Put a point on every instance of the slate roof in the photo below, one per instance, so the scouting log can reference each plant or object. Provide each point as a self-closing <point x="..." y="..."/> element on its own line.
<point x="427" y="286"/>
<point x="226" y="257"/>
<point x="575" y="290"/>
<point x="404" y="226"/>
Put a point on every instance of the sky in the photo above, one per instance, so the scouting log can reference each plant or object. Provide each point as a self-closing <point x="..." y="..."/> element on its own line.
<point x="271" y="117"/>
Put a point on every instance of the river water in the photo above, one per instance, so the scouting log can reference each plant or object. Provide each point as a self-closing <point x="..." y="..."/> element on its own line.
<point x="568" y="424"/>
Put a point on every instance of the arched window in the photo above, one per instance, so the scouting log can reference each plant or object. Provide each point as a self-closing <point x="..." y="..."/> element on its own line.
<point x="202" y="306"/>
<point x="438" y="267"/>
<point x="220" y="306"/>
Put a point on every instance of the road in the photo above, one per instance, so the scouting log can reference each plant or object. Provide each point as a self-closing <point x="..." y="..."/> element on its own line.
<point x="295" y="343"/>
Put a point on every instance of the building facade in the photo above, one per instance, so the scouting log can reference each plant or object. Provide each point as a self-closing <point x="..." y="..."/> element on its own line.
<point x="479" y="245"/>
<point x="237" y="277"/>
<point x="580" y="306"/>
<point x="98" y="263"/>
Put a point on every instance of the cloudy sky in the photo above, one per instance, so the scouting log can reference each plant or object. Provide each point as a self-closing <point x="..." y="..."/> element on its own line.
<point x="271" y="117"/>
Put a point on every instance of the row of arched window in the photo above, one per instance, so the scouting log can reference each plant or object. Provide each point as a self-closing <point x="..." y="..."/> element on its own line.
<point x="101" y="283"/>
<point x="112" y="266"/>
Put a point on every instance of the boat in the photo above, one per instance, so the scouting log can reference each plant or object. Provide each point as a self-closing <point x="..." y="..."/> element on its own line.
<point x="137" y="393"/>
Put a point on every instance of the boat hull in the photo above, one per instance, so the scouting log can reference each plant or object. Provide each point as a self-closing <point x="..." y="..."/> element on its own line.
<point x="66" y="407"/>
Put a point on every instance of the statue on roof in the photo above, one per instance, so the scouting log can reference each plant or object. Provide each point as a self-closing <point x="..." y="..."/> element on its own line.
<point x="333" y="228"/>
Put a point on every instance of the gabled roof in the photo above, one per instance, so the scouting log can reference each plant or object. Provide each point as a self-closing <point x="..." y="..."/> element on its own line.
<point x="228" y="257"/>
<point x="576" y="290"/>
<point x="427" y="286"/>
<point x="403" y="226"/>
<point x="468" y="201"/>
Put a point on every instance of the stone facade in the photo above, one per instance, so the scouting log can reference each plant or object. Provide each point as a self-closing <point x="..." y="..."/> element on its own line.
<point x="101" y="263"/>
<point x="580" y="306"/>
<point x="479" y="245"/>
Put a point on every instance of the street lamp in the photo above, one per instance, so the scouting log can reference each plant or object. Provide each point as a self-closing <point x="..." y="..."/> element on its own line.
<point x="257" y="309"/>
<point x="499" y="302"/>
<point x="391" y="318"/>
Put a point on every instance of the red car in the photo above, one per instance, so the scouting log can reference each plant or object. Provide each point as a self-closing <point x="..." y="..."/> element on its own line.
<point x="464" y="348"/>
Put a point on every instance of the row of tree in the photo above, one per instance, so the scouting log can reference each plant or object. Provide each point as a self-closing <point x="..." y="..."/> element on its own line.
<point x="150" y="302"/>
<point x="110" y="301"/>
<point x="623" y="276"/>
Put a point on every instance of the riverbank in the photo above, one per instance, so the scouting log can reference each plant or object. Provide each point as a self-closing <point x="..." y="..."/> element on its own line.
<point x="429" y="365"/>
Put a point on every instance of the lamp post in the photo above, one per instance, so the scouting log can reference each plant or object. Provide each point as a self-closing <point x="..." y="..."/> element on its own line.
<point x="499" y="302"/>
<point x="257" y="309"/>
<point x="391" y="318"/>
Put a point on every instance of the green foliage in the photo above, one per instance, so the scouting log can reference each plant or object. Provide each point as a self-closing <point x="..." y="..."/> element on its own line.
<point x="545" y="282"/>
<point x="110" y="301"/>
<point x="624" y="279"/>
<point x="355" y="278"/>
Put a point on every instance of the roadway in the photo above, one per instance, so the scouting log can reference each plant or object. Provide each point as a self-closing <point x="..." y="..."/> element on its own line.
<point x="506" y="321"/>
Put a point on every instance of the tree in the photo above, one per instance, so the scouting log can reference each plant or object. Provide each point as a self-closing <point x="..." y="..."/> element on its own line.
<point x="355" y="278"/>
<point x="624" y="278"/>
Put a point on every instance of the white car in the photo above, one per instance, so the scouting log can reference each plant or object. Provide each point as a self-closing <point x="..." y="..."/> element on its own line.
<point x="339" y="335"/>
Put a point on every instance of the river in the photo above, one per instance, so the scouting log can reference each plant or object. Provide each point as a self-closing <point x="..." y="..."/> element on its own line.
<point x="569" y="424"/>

------------

The material above must be returned word for word, complete.

Put a point on every instance of the slate roof in the photo below, one per instance, so the scouting log can reference each plant or object. Provide each point as a self-closing <point x="..." y="..."/> element on its own line.
<point x="427" y="286"/>
<point x="226" y="257"/>
<point x="575" y="290"/>
<point x="404" y="226"/>
Put a point on every instance of the sky in the photo above, one per instance, so the scouting log can reference each plant or object. Provide each point as a self-closing <point x="..." y="..."/> element on its own line.
<point x="271" y="117"/>
Put a point on every instance of the river water in the photo above, one per instance, so the scouting log can reference each plant or object. Provide each point as a self-closing <point x="..." y="..."/> element on its own line.
<point x="568" y="424"/>
Put a point on every instance of the arched window in the photo above, one per instance, so the scouting log can reference each plant or object. Provide each point as a self-closing <point x="..." y="..."/> element on its own line.
<point x="202" y="306"/>
<point x="438" y="267"/>
<point x="220" y="306"/>
Put a point on every instance of the road in the photo above, one per instance, so the scouting log can reference each plant or object. Provide each point as a self-closing <point x="..." y="..."/> element on its own line.
<point x="295" y="343"/>
Put a point on every instance of the building facade in the photo above, one per instance, so the scouting log can reference each plant or object. Provide each point as a self-closing <point x="..." y="..."/> element on its own line.
<point x="479" y="245"/>
<point x="237" y="277"/>
<point x="580" y="306"/>
<point x="98" y="263"/>
Put a point on every instance of the cloudy sky in the photo above, one per instance, so the scouting log can reference each plant or object. Provide each point as a self-closing <point x="..." y="..."/> element on its own line.
<point x="271" y="117"/>
Put a point on every instance of the row of arched window in the photo above, one per instance, so the scouting log can reference each plant or object. Provide each point as a self-closing <point x="..." y="..."/> element on its own line.
<point x="101" y="283"/>
<point x="112" y="266"/>
Put a point on every instance of the boat in the photo above, one per instance, so the scouting log can reference each plant or object. Provide each point as a self-closing <point x="..." y="..."/> element on its own line.
<point x="137" y="393"/>
Put a point on every instance of the boat hull in the photo above, one per instance, so the scouting log can reference each plant or object. Provide each point as a self-closing <point x="..." y="..."/> element on its own line.
<point x="66" y="407"/>
Put a point on every instance of the statue on roof in the photo above, one per instance, so the scouting log can reference each plant or object. Provide each point as a self-closing <point x="..." y="..."/> element on its own line.
<point x="333" y="228"/>
Put a point on every instance of the gabled roof in the photo above, one per instance, so the scouting log can reference each plant or object. Provide each point as a self-closing <point x="..." y="..."/> element on its own line.
<point x="228" y="257"/>
<point x="576" y="290"/>
<point x="427" y="286"/>
<point x="403" y="226"/>
<point x="468" y="201"/>
Put a point on every instance of the stone facade in the photo above, one per instance, so the scouting log can reference each plant or object. Provide each point as a self-closing <point x="..." y="..."/> element on its own line.
<point x="101" y="263"/>
<point x="580" y="306"/>
<point x="479" y="245"/>
Put a point on every instance of the street lamp in the photo above, one per instance, so the scouting log can reference each plant or object. Provide each point as a self-closing <point x="..." y="..."/> element on its own line.
<point x="257" y="309"/>
<point x="499" y="302"/>
<point x="391" y="318"/>
Put a point on every instance of the red car in the photo above, one per instance, so the scouting log can reference each plant or object. Provide each point as a self-closing <point x="..." y="..."/> element on its own line.
<point x="464" y="348"/>
Put a point on every instance of the row of tree in the photo above, one per instance, so the scouting log can reference each plant or object. Provide each point as a self-closing <point x="..." y="..."/> element on its own line.
<point x="150" y="302"/>
<point x="110" y="301"/>
<point x="623" y="276"/>
Put a point on every instance of the riverbank in the photo above, one per instance, so the scouting log can reference each plant or object. Provide each point as a self-closing <point x="..." y="..."/> element on its own line.
<point x="429" y="365"/>
Put a point on every instance of the lamp post in the photo above, one per instance, so the scouting log can reference each plant or object. Provide each point as a self-closing <point x="..." y="..."/> element on its own line.
<point x="499" y="302"/>
<point x="257" y="309"/>
<point x="391" y="318"/>
Put a point on every instance of the green foliage in the photo above, one per instance, so the scouting log can reference each plant or object. Provide each point as a self-closing <point x="..." y="..."/> element on its own line.
<point x="545" y="282"/>
<point x="110" y="301"/>
<point x="624" y="279"/>
<point x="355" y="278"/>
Put a point on every instance of the roadway in the photo above, one per instance, so the scouting log can reference each plant or object. Provide each point as a self-closing <point x="..." y="..."/> element on its own line.
<point x="506" y="321"/>
Put a point on every instance of the tree in the photo above, one per instance, so the scouting log can reference each plant or object. Provide each point as a self-closing <point x="..." y="..."/> element on its own line.
<point x="355" y="278"/>
<point x="624" y="278"/>
Put a point on every instance of the white car in the photo above, one per instance, so the scouting log can reference each plant or object. Provide each point as a self-closing <point x="..." y="..."/> element on its own line.
<point x="339" y="335"/>
Put a point on every instance of the river in the photo above, one per instance, so the scouting log can reference each plant or object. Provide each point as a self-closing <point x="..." y="..."/> element on its own line.
<point x="569" y="424"/>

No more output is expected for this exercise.